Con 41 años Delfor estaba allí, con los ojos vendados, con marcas físicas por el castigo, con señales de debilitamiento, pero entero, como le había enseñado don Julián. El mismo al que le habían entregado un diploma por haber sido uno de los pioneros del peronismo en La Matanza. Esa misma militancia que impidió que 18 años de exilio echaran al olvido al viejo general. La misma que después fue Resistencia. Aquella que forjó a esa “maravillosa juventud” que no había disfrutado de la patria grande y de un pueblo feliz, pero que peleaba para que la vuelta del General fuese una realidad. “No vamos a permitir que Perón corra la misma suerte que corrieron San Martín y Rosas”, había lanzado Delfor en unos de sus primeros actos políticos cuando terminaban los años 60. Y él vio volver a Perón. Él había estado cerca aquella tarde en Gaspar Campos cuando El Pocho los saludaba desde el balcón.
Delfor quería estar entero para que su familia lo viera bien. Lo tendrían que dejar salir, no podían tenerlo detenido sin abrirle una causa judicial, sin llevarlo ante un juez y, después de todo, él no había hecho nada. Buscaba levantarles el ánimo al resto de los detenidos porque si no los habían fusilado era porque iban a sobrevivir. Hacía uso de su humor ácido y del sarcasmo que tanto le gustaban para que el resto no sucumbiera en el desánimo. Arengaba a todos para que nadie bajara los brazos, inclusive luego de la tortura. Sabía que en su mayoría eran militantes y sabía cómo hablarles, cómo tocar su fibra más emotiva. Hasta consiguió que uno de sus captores periódicamente le facilitara un Pall Mall. No eran los Marlboro que él acostumbraba, pero al menos le servía para matar la ansiedad de fumar un pucho cada tanto.
Allí, en Campo de Mayo, habían fusilado a los coroneles Alcibíades Cortines y Ricardo Ibazeta en junio de 1956, cuando el alzamiento del general Juan José Valle. En un terraplén, cercano a una antigua estación de ferrocarril abandonada, habían sido ultimados Cortines, Cano, Ibazeta, Caro, Noriega y Videla. Coroneles y soldados de la patria que habían sido fusilados por otros soldados de la patria, por aquel pelotón de fusilamiento del que él, Delfor Santos Soto, se había negado a ser parte; eso le valió meses de calabozo (…) Y ahora, veinte años después, sin ningún tipo de garantías, en cautiverio y tortura mediante, ¿cómo iba a dar nombres, lugares o contactos a esas bestias que lo golpeaban? Antes que eso, la muerte.

» **Tareas**
[1] Repite todo el texto del relato sobre Delfor desde "Allí, en Campo" hasta "eso, la muerte.".
[2] Indica si cada una de estas afirmaciones concuerda con el relato sobre Delfor y responde sí o no, citando textualmente las palabras que lo deciden. (a) Delfor tenía 41 años. (b) Los cigarrillos que le facilitaba uno de sus captores eran Marlboro. (c) Delfor formó parte del pelotón que fusiló a los coroneles en 1956.
[3] Según el relato sobre Delfor, ¿en qué lugar fusilaron a los coroneles Alcibíades Cortines y Ricardo Ibazeta en junio de 1956?

» **Entradas**
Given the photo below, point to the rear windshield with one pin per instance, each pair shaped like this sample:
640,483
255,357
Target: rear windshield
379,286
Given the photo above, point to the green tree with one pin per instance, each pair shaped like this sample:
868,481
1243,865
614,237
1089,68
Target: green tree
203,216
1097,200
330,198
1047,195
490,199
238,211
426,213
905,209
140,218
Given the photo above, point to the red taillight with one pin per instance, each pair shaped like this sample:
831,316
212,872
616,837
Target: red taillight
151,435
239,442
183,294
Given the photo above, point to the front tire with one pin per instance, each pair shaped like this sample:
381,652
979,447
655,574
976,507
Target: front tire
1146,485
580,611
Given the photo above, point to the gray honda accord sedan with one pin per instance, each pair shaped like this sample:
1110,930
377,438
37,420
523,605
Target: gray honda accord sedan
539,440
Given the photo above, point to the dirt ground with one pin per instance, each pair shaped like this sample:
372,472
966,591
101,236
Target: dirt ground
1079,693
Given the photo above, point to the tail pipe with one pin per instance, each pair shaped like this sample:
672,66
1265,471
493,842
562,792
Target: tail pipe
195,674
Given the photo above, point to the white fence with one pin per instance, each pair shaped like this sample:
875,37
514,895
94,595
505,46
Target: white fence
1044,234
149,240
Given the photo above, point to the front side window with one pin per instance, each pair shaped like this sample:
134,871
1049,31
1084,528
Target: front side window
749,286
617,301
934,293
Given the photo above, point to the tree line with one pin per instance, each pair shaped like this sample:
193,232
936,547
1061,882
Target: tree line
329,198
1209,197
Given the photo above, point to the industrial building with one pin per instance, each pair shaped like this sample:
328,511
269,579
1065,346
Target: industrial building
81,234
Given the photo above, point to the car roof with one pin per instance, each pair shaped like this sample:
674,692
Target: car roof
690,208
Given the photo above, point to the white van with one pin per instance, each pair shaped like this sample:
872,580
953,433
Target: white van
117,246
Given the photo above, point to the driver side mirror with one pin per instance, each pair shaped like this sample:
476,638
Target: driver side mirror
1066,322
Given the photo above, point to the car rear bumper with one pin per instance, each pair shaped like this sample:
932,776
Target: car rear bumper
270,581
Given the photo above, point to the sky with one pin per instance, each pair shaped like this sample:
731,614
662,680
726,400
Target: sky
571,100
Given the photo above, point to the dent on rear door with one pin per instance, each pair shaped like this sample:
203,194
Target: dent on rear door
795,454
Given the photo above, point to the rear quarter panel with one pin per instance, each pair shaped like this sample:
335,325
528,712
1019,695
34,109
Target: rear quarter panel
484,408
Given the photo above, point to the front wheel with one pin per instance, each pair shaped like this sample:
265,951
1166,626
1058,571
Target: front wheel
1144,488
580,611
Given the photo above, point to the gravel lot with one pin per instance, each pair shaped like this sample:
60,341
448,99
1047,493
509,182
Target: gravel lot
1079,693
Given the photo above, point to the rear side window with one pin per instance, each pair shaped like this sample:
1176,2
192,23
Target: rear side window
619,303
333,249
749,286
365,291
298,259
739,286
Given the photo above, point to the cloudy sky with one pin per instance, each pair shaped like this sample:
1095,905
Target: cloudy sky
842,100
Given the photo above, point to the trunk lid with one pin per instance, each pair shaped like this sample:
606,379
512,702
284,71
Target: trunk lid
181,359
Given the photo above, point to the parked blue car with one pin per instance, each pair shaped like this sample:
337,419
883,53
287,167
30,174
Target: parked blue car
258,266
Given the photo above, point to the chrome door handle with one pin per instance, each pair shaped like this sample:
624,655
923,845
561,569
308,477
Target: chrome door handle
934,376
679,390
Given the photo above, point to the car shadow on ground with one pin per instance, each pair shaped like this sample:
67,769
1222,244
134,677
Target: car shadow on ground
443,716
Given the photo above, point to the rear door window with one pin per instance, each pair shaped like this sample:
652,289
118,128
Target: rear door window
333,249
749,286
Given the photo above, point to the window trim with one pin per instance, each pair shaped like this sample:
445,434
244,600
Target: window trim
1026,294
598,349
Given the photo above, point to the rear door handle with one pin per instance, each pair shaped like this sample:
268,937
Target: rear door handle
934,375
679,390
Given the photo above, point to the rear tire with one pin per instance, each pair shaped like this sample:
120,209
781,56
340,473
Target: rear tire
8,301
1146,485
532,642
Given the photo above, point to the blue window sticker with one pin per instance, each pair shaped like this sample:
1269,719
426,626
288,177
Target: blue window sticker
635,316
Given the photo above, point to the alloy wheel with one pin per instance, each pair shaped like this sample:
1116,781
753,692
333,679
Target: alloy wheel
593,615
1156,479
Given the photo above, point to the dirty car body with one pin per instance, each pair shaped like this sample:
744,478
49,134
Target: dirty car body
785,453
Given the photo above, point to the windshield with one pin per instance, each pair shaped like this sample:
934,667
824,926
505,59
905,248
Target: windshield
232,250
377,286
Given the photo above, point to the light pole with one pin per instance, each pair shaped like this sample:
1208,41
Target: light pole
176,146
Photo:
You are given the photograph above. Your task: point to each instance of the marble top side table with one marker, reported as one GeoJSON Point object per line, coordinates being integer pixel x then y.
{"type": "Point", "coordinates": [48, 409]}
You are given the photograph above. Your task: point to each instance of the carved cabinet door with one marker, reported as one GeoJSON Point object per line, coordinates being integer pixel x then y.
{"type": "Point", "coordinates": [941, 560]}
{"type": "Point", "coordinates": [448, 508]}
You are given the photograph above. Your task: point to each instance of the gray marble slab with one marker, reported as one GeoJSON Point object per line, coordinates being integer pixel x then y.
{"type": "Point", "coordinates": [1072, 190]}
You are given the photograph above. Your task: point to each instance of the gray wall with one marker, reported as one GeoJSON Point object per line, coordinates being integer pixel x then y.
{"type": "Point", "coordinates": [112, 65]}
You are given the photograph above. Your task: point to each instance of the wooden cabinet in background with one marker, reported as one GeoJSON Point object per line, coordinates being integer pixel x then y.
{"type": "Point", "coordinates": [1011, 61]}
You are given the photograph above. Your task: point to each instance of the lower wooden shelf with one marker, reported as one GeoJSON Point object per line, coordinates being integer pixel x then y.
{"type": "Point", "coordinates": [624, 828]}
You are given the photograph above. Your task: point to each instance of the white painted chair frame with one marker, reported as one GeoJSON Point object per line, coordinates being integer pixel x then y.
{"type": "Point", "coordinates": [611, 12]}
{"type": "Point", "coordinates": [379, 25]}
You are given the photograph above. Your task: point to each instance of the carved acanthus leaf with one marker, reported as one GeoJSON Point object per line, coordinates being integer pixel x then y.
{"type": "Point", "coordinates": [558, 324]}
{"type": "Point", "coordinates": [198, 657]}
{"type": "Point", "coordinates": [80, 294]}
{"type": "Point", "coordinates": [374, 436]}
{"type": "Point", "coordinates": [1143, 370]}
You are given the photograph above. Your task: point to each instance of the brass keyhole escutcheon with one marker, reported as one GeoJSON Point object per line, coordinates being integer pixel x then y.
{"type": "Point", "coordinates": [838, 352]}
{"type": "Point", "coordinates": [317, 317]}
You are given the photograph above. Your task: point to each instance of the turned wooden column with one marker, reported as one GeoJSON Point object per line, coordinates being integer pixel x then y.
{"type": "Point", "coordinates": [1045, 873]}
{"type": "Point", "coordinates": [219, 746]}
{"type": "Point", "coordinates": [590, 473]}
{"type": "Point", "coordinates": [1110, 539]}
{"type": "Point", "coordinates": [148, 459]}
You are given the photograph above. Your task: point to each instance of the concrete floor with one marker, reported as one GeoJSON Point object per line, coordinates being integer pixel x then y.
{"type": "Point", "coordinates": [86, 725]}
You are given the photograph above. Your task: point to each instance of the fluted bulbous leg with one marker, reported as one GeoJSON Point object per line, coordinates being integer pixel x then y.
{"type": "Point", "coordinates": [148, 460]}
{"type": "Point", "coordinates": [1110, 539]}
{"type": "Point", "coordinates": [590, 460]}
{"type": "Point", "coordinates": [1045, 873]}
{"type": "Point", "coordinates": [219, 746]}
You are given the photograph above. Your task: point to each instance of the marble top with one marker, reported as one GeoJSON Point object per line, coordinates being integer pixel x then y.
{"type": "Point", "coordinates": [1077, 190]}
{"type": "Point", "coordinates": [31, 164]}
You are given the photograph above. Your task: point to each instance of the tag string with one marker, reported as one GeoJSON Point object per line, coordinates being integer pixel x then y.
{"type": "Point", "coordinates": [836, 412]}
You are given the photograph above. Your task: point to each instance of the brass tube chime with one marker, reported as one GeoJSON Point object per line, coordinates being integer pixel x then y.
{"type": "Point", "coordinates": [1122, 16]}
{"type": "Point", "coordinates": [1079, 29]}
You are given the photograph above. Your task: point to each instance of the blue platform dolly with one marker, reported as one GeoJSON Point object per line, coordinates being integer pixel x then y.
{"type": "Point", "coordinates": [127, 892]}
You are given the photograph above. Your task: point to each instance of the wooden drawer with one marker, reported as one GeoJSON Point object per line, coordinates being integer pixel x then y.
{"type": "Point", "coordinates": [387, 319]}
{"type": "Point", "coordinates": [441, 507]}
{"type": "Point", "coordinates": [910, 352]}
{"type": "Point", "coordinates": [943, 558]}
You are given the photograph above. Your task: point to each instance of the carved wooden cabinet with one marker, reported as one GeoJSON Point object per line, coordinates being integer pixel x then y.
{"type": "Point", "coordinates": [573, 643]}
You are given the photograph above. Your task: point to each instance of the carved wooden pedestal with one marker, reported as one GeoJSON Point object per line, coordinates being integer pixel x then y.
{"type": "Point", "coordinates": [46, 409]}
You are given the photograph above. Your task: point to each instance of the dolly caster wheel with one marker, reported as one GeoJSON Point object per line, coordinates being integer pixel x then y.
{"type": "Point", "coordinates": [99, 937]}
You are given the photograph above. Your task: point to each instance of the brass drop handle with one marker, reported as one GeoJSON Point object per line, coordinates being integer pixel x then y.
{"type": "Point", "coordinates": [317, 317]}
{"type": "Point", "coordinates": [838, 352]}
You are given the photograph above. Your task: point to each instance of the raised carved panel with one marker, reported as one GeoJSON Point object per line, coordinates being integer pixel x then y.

» **Respuestas del ejercicio**
[1]
Allí, en Campo de Mayo, habían fusilado a los coroneles Alcibíades Cortines y Ricardo Ibazeta en junio de 1956, cuando el alzamiento del general Juan José Valle. En un terraplén, cercano a una antigua estación de ferrocarril abandonada, habían sido ultimados Cortines, Cano, Ibazeta, Caro, Noriega y Videla. Coroneles y soldados de la patria que habían sido fusilados por otros soldados de la patria, por aquel pelotón de fusilamiento del que él, Delfor Santos Soto, se había negado a ser parte; eso le valió meses de calabozo (…) Y ahora, veinte años después, sin ningún tipo de garantías, en cautiverio y tortura mediante, ¿cómo iba a dar nombres, lugares o contactos a esas bestias que lo golpeaban? Antes que eso, la muerte.

[2]
(a) Sí: "Con 41 años Delfor estaba allí".
(b) No: "No eran los Marlboro que él acostumbraba".
(c) No: "del que él, Delfor Santos Soto, se había negado a ser parte".

[3] Los fusilaron en Campo de Mayo.